* To do
Below are the records; give again exactly the line with "Guideline: the keypoint for each instance of the overcast", the line with "Guideline: the keypoint for each instance of the v-neck", and each line that lies between them, and nothing besides.

* Listed records
---
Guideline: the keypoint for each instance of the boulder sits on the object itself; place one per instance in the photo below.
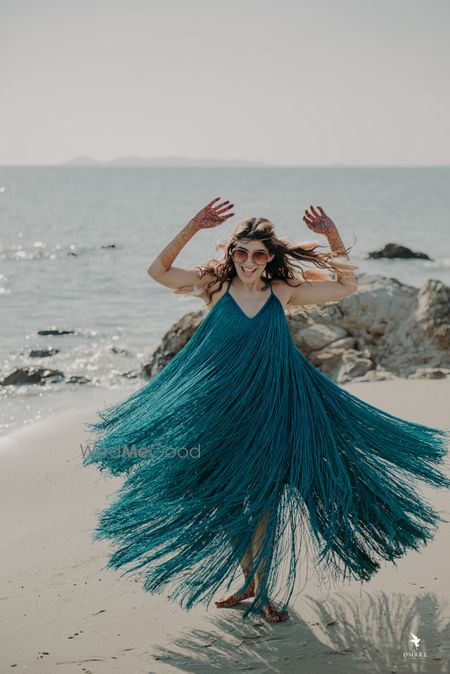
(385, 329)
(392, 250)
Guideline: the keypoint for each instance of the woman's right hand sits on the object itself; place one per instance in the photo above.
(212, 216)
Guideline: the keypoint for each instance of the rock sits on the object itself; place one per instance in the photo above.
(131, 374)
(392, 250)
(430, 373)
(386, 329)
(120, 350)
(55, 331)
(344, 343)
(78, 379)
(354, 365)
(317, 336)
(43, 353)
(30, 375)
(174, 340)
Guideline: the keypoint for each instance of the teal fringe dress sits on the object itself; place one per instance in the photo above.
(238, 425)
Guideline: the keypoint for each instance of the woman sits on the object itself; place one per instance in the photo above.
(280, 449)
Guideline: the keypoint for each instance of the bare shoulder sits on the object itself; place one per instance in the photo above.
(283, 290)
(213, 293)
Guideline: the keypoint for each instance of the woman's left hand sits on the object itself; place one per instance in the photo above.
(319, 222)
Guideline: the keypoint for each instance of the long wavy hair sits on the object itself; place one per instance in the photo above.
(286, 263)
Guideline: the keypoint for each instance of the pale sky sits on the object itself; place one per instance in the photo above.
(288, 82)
---
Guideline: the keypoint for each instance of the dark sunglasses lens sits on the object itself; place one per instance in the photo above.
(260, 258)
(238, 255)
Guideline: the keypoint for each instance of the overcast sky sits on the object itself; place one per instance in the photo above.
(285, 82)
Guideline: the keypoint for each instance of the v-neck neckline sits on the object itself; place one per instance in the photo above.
---
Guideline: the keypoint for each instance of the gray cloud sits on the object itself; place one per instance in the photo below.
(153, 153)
---
* Response below
Guideline: the keypoint for each instance of the overcast sky sits on the object itself; place one per instance in the photo above.
(285, 82)
Guideline: the keypoint for each instance of the v-neck neckline sits on the object itself; place one per instance in the photo above.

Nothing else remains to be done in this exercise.